Having realised that there are many readers of my webpage who are Diabetic, I thought I should publish a few articles on this important topic, because in my practice as a doctor over the years I have realised that there are many folk with Diabetes who treat the condition far too lightly – and so do not manage the disease properly.
So for the next few weeks, I will write a series of articles on How to Manage Diabetes – and hope they will prove useful for my readers.
Now a Diabetic patient can have the best doctors and allied health professionals like dietitians, exercise physiolgists, diabetes educators and pharmacists whom he or she can consult – but when it comes to taking care of their Diabetes, these health care professionals are not waiting like geckos or flies on the wall of the patient’s house to watch the Diabetic’s every move 24 hours a day and manage their diabetes for them! It is only the person who has Diabetes who can efficaciously manage their Diabetes. In practical terms, this can be done by the Diabetic person making the correct informed choices when it comes to eating, drinking, exercising and taking their medications.
One of the most easy to remember mnemonics that I have used used to teach newly diagnosed Diabetics is the word DIABETIC.
The essential principles of controlling Diabetes effectively could be understood if one knew at the outset how to spell the word DIABETIC. Each letter of that word D_I_A_B_E_T_I_C becomes useful in remembering one of the methods a Diabetic needs to use to control the condition.

Collection entries
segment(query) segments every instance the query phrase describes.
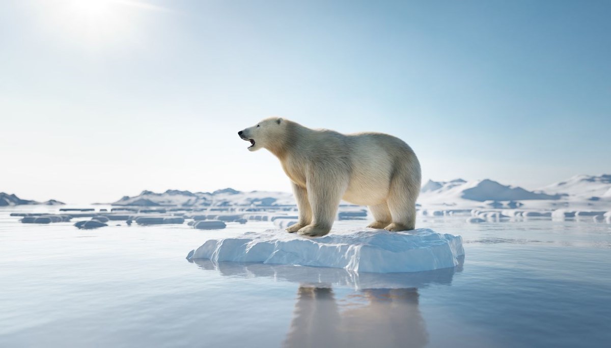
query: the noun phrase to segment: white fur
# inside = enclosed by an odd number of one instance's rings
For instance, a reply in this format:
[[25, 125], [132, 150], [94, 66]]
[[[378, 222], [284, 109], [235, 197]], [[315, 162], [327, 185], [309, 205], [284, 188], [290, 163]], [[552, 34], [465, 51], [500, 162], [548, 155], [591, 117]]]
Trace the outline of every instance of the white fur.
[[240, 136], [254, 141], [251, 151], [265, 148], [276, 155], [291, 179], [299, 218], [288, 232], [327, 234], [342, 199], [369, 206], [376, 221], [368, 227], [415, 228], [420, 163], [400, 139], [313, 130], [279, 118], [265, 119]]

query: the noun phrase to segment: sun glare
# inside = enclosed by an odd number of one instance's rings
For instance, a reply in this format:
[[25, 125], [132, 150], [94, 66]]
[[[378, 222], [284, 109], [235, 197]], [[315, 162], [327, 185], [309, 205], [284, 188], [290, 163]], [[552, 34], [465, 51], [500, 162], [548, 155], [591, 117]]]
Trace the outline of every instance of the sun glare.
[[112, 15], [111, 0], [73, 0], [70, 10], [84, 20], [97, 20]]
[[166, 12], [144, 0], [49, 0], [38, 2], [53, 32], [96, 50], [139, 41], [147, 13]]

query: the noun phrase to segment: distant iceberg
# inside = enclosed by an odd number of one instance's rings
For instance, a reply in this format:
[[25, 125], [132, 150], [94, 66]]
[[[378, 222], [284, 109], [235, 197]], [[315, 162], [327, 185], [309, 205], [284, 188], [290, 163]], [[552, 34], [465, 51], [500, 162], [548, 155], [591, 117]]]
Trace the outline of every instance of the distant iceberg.
[[462, 242], [460, 236], [430, 229], [409, 232], [334, 231], [316, 239], [268, 230], [208, 240], [189, 252], [187, 259], [334, 267], [359, 272], [416, 272], [457, 266], [459, 258], [464, 255]]

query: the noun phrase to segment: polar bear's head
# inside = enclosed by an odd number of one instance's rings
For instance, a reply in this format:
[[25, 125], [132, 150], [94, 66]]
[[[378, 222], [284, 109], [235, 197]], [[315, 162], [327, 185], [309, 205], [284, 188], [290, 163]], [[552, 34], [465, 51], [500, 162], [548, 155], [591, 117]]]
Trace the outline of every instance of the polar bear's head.
[[279, 139], [284, 139], [284, 125], [286, 122], [281, 118], [265, 119], [255, 125], [238, 132], [240, 138], [251, 142], [250, 151], [256, 151], [262, 147], [269, 149], [276, 145]]

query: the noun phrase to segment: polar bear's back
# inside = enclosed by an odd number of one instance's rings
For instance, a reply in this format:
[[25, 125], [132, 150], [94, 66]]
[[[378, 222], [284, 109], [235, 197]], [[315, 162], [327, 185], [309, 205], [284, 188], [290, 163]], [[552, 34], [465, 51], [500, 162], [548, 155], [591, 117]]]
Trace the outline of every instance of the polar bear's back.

**Study questions:**
**1.** Retype everything in the diabetes article from "Now a Diabetic" down to "is the word DIABETIC.".
**2.** Using the diabetes article, decide whether each statement agrees with it, answering yes or no and quoting the words that decide it: (a) The writer works as a doctor. (b) The writer plans to publish a single article on managing diabetes. (c) Only the person who has diabetes can effectively manage it.
**3.** Summarize the diabetes article in two sentences.

**Task solutions:**
**1.**
Now a Diabetic patient can have the best doctors and allied health professionals like dietitians, exercise physiolgists, diabetes educators and pharmacists whom he or she can consult – but when it comes to taking care of their Diabetes, these health care professionals are not waiting like geckos or flies on the wall of the patient’s house to watch the Diabetic’s every move 24 hours a day and manage their diabetes for them! It is only the person who has Diabetes who can efficaciously manage their Diabetes. In practical terms, this can be done by the Diabetic person making the correct informed choices when it comes to eating, drinking, exercising and taking their medications.
One of the most easy to remember mnemonics that I have used used to teach newly diagnosed Diabetics is the word DIABETIC.

**2.**
(a) Yes: "in my practice as a doctor over the years"
(b) No: "for the next few weeks, I will write a series of articles on How to Manage Diabetes"
(c) Yes: "It is only the person who has Diabetes who can efficaciously manage their Diabetes."

**3.** A doctor who has seen many people with diabetes treat the condition too lightly plans a series of articles over the next few weeks on how to manage it. The article holds that only the person with diabetes can effectively manage it, by making informed choices about eating, drinking, exercising and taking medications, and it introduces the word DIABETIC as a mnemonic whose letters each recall a method of control.